To a first-order approximation, battery life is proportional to size & weight. And often cost.

What circuit would maximize this?

There's a bunch of ways of doing it. Efficiency is often proportional to cost.

You could, relatively cheaply and easily, put together a low power microcontroller that reads a phototransistor every once in a while and "integrates" light state, and turns on your UV LED for a while after an adequate period of dark.

I'd pick a 4.5V battery voltage so you don't have to boost or buck, and use FETs to turn on the light sensor circuit and the LED (when you want it on). The Atmel ATtiny13A could do all that, and it's got pretty good idle/sleep power consumption. I doubt you could do a non-computerized version with as sophisticated (and configurable) behavior, that is equally efficient.
posted by spacewrench at 10:12 AM on January 18, 2011

A 555 is the first thing to come to mind, but it's not the only timing game in town. Obviously, you need a CMOS 555... LMC555 .

Also, in timer design, it's not just the T that counts, but the RC. You want the largest resistors possible for this.

At a duty cycle of 10%, and a current drain for the LED of 20 mA, you have basically a 2 mA net current. Add a milliAmp for the timer, and you have a 3 mA load.

An alkaline D cell has about 12,000 mA/hr capacity. Three of them in series have the same capacity, since you are stacking them, but if you REALLY wanted to change batteries infrequently, use 4 and put them in two parallel strings of 2, for a voltage of 3 Volts and a capacity of 24,000 mA/Hrs.

Ballpark life before battery change... about 15,000/3 = 5000 hours. (Not all the energy in the batteries is recoverable.)

I was going to suggest using a constant current driver for your LED, but decided you can get by with the output from the 555. Use a sink drive (i.e., anode of the LED to V+ and a current limiting resistor... ballpark size is ((3V-2V)-.2V)/.020 = 40 ohms. Use a visible light at first to verify timing and brightness, then replace it with the UV part.
posted by FauxScot at 10:22 AM on January 18, 2011

BTW.... the 3V is the supply voltage (nominal), the 2V is the LED forward voltage (ballpark) and the .2V is the Vce sat of the 555 output transistor. The .020 is the 20 mA drive current.

• **Record extracts**
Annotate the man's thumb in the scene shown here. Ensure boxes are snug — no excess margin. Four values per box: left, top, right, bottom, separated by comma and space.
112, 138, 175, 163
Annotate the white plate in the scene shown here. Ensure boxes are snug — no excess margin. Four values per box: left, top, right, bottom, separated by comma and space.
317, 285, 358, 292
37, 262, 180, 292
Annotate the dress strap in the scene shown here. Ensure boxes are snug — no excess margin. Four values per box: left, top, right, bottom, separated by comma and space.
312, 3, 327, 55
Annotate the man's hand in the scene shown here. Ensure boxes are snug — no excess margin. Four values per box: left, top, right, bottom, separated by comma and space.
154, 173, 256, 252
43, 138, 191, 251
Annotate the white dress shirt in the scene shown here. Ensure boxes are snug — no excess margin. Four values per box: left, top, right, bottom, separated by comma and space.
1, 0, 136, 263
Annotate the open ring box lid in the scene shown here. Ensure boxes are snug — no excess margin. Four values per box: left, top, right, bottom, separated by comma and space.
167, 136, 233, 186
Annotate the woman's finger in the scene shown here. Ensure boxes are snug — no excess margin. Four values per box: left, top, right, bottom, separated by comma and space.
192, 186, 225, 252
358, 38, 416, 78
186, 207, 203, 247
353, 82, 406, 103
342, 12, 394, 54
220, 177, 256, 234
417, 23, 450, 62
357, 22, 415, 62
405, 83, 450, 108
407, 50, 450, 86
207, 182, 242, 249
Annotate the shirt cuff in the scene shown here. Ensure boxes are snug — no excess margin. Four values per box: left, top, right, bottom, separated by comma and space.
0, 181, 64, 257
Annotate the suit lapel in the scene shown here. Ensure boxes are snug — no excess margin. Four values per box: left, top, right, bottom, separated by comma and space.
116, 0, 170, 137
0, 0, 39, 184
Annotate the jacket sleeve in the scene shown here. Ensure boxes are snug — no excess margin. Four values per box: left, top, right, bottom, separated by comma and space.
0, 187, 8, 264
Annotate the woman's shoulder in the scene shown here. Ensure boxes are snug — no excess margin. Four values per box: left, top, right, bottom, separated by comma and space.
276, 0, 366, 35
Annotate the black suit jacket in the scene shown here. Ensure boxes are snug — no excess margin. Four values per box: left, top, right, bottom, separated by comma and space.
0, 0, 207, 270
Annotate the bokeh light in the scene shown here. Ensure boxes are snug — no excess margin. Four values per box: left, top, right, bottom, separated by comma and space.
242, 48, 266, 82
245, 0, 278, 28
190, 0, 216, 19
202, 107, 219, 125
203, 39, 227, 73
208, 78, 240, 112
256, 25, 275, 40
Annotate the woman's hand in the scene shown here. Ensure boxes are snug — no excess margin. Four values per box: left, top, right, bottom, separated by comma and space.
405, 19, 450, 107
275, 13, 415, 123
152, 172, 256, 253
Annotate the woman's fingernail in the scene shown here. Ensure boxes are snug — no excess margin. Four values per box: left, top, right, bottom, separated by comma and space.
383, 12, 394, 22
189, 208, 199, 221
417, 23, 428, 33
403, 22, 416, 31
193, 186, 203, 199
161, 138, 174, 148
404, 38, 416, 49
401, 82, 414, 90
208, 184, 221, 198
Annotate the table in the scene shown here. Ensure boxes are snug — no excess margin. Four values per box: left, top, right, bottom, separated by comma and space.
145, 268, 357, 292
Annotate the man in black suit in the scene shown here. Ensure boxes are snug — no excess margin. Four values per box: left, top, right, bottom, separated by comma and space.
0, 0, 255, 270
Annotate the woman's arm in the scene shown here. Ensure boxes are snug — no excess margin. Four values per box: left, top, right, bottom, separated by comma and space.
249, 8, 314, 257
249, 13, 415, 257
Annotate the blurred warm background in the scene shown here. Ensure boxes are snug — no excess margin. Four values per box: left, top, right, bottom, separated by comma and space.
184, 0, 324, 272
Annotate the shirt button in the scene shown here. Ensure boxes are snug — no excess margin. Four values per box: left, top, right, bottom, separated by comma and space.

• **Task list**
- 1) In the battery-powered UV LED circuit thread, which microcontroller is suggested for reading the light sensor and switching the LED?
- 2) Carry on the battery-powered UV LED circuit thread from its last line.
The material isn't needed here.

• **Responses to the tasks**
- 1) The Atmel ATtiny13A.

- 2)
This doesn't give you a lot of headroom on the decay of the battery voltage as they weaken, but the LMC555 is good to 1.5V and the discharge curve of the alkalines is pretty flat.

A smaller battery with higher terminal voltage (3.6V) is the lithium thional chloride battery from Tadiran. It's a little pricier, but available in an AA size and / or D size! You'd have similar operation from one battery. The Tadiran D-cell has 17,000 mA/hr capacity at 3.6V.
posted by FauxScot at 10:29 AM on January 18, 2011

I'm going to take this from a completely different angle.

First, you should take a good look at your paint. Rather than the underperforming zinc sulfides in the days of yore, much better (brighter, longer-lasting) paints exist today. Some of them, if you are not particular about the color, last for twelve hours on a "charge." This is all a function of color, how bright it needs to be, and so forth.

Second, as a safety measure, exactly how ultra is your violet? By which I mean, would this particular LED display in the visible spectrum at all? If not, it is rather easy to burn your retinas. We evolved for blackbody curves wherein our pupils snap shut to protect us and expect that any significant amounts of UV light come with lots of regularly perceivable light as a signal to tighten up. If the UV light is truly beyond visible range to a great degree, you can injure your eyes rather easily.

This is not to say you should not do it, only that you might want to consider putting a cone around your UV LED such that all of the light heads towards the paint and none towards a bystander's eyes. Alternatively, you could "frame" your UV LED with a UV-proof glass or glass-with-coating.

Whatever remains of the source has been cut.